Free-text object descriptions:
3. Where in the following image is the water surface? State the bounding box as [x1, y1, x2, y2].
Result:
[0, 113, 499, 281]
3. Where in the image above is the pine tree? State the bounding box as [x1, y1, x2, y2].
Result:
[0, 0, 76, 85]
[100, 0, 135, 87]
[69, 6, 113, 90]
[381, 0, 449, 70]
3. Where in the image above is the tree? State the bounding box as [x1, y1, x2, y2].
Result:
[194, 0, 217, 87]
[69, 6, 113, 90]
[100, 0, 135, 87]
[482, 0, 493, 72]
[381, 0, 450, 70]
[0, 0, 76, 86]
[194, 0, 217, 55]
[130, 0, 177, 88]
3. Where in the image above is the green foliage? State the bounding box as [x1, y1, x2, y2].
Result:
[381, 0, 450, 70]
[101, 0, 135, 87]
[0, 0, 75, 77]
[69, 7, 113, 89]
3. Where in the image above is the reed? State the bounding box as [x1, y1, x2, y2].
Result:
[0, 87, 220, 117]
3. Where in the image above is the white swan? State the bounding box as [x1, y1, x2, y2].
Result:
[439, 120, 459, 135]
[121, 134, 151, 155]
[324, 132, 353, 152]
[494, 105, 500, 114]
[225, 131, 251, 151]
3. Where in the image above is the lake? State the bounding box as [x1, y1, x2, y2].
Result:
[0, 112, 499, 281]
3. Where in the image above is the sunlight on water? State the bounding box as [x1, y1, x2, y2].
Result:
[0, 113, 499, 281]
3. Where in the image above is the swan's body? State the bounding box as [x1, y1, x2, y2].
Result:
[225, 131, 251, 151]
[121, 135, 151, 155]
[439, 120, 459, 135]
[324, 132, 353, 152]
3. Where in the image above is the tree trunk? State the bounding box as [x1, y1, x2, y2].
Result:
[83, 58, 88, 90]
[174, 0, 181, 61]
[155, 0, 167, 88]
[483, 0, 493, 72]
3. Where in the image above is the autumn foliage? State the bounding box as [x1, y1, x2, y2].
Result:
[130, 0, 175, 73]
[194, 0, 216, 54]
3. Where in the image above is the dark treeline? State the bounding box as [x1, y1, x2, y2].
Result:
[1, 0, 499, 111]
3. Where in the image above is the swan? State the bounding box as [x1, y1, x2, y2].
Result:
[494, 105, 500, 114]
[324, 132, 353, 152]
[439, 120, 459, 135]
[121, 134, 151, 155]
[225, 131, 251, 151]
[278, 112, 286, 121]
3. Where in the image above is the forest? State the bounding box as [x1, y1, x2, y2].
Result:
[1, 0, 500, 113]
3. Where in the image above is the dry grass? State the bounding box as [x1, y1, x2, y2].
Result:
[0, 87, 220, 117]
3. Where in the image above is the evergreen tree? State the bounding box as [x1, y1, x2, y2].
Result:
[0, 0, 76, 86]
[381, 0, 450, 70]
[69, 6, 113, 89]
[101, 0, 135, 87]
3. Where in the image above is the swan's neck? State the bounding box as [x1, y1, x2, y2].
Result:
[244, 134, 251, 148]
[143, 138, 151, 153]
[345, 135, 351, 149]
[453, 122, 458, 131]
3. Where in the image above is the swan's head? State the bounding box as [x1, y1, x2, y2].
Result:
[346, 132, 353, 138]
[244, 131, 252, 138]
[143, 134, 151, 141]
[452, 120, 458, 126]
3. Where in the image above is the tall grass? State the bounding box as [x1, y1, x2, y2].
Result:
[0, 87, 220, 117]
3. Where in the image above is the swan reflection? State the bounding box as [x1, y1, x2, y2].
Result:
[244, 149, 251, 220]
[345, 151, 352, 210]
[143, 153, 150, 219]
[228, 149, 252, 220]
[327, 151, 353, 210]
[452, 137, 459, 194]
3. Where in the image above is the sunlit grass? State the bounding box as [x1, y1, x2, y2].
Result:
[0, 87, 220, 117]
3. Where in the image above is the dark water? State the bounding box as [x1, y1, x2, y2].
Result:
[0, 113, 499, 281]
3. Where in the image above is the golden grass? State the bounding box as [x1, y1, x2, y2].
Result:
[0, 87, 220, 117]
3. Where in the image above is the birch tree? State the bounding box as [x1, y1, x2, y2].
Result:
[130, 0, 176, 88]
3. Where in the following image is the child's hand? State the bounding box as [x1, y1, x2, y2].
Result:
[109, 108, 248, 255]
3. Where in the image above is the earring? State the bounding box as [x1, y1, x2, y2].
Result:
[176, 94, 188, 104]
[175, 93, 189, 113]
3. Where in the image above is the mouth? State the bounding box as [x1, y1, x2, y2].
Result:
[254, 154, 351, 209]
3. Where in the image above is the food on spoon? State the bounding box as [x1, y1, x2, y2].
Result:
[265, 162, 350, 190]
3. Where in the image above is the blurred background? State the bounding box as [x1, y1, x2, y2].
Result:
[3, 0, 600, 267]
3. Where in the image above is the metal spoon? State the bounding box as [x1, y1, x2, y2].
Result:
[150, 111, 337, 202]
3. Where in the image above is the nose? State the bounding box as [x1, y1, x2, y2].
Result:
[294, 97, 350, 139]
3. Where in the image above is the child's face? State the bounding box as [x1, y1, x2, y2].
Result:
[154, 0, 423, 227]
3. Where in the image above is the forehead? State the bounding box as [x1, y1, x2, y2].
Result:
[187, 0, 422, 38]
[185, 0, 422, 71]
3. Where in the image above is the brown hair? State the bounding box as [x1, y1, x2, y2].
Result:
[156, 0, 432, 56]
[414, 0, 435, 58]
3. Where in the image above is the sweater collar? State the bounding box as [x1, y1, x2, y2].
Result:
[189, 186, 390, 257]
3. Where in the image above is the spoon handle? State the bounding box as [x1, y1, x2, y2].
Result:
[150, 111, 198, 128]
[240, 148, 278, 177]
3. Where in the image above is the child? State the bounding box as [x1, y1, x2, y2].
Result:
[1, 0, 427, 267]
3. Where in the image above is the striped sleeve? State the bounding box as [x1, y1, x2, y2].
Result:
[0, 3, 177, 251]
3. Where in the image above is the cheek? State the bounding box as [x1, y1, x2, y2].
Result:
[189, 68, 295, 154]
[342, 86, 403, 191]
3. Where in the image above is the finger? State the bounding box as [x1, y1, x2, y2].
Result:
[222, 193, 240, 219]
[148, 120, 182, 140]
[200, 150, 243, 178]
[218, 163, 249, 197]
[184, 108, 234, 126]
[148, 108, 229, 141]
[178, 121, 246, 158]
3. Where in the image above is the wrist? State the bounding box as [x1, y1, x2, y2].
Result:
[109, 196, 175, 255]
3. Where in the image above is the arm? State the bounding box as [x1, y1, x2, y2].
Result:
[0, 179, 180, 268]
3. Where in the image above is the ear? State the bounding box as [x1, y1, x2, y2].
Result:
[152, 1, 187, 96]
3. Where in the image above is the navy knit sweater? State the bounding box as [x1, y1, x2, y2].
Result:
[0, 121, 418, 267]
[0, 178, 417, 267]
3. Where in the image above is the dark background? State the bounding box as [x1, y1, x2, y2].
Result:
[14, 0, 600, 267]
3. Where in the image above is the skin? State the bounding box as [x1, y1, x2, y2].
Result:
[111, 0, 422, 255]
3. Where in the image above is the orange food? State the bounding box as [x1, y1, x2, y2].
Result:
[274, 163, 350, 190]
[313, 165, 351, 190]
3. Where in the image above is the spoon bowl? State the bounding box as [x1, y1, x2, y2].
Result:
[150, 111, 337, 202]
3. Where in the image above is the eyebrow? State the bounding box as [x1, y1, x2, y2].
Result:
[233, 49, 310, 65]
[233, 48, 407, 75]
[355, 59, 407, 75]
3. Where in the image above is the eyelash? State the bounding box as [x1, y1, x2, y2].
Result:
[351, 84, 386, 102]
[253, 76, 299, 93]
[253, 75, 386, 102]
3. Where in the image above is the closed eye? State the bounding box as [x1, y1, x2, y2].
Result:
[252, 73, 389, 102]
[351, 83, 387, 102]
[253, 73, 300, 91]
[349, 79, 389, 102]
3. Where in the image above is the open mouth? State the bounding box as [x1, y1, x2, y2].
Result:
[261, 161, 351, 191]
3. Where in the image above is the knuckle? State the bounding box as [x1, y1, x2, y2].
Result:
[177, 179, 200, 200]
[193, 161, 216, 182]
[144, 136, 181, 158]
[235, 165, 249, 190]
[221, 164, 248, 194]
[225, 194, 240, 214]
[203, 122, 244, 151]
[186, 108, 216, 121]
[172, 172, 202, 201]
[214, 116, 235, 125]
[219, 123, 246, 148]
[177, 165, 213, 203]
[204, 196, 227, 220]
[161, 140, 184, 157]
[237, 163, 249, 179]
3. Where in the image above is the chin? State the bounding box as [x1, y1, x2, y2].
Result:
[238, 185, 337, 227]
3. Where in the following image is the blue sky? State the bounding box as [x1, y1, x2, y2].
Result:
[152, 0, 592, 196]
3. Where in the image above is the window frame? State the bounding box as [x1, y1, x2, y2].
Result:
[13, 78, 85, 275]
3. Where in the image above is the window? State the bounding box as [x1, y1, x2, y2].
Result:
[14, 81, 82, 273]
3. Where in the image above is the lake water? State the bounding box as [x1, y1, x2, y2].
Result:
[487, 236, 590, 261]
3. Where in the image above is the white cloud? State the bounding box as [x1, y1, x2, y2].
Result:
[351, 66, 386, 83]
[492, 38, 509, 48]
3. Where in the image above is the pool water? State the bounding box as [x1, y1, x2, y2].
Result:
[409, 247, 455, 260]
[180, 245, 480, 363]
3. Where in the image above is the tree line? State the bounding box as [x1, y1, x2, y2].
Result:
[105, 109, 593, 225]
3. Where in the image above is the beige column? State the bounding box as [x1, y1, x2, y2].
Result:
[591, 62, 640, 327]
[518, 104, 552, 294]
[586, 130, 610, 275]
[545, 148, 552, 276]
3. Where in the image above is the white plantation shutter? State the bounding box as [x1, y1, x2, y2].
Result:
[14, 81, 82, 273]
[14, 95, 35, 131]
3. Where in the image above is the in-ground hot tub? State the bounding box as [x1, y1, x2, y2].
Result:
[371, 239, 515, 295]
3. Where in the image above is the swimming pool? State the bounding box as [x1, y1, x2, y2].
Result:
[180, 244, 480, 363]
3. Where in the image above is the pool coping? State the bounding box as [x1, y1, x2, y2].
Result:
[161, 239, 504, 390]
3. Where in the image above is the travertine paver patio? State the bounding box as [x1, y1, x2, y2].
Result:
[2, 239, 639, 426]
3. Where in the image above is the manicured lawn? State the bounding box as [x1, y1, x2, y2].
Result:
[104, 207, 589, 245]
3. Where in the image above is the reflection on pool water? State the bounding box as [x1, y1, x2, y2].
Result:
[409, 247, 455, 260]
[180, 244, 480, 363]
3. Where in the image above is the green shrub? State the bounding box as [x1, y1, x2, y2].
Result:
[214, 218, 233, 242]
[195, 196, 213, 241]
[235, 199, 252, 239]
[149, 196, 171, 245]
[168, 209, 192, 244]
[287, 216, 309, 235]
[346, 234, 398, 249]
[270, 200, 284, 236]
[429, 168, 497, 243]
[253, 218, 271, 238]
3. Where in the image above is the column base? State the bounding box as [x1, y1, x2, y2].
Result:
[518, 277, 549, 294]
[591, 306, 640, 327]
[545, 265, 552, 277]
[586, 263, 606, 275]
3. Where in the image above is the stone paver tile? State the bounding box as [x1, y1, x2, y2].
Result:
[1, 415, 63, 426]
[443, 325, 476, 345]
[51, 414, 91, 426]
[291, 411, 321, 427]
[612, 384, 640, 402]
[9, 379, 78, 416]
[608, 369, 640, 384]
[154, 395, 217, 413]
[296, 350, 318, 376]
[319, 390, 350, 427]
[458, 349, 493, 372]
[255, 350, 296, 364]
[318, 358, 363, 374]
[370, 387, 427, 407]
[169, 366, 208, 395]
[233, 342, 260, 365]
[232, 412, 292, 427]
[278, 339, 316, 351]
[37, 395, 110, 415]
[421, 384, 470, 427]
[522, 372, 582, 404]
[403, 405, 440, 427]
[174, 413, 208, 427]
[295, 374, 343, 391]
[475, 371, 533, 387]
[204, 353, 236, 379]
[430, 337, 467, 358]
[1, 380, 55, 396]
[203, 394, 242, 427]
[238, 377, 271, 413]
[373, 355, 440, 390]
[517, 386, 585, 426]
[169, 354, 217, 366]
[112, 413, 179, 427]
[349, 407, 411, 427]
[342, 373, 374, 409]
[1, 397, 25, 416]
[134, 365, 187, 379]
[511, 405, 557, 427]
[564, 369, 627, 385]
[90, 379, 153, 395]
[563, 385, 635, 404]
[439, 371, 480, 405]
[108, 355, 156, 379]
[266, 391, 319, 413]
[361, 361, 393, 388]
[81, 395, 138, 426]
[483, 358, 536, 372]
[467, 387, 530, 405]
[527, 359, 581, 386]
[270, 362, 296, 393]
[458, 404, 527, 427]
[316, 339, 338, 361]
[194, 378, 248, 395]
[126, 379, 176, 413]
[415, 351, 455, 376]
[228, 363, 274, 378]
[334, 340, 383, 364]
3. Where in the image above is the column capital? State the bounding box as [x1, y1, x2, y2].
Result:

### Instructions for the task
The required output is each line of the entries that contains the word "following".

### Exercise result
3. Where in the following image is the water surface? State the bounding box as [x1, y1, x2, y2].
3. Where in the following image is the child's hand? State the bounding box as [x1, y1, x2, y2].
3. Where in the following image is the blue sky? State the bounding box as [x1, y1, x2, y2].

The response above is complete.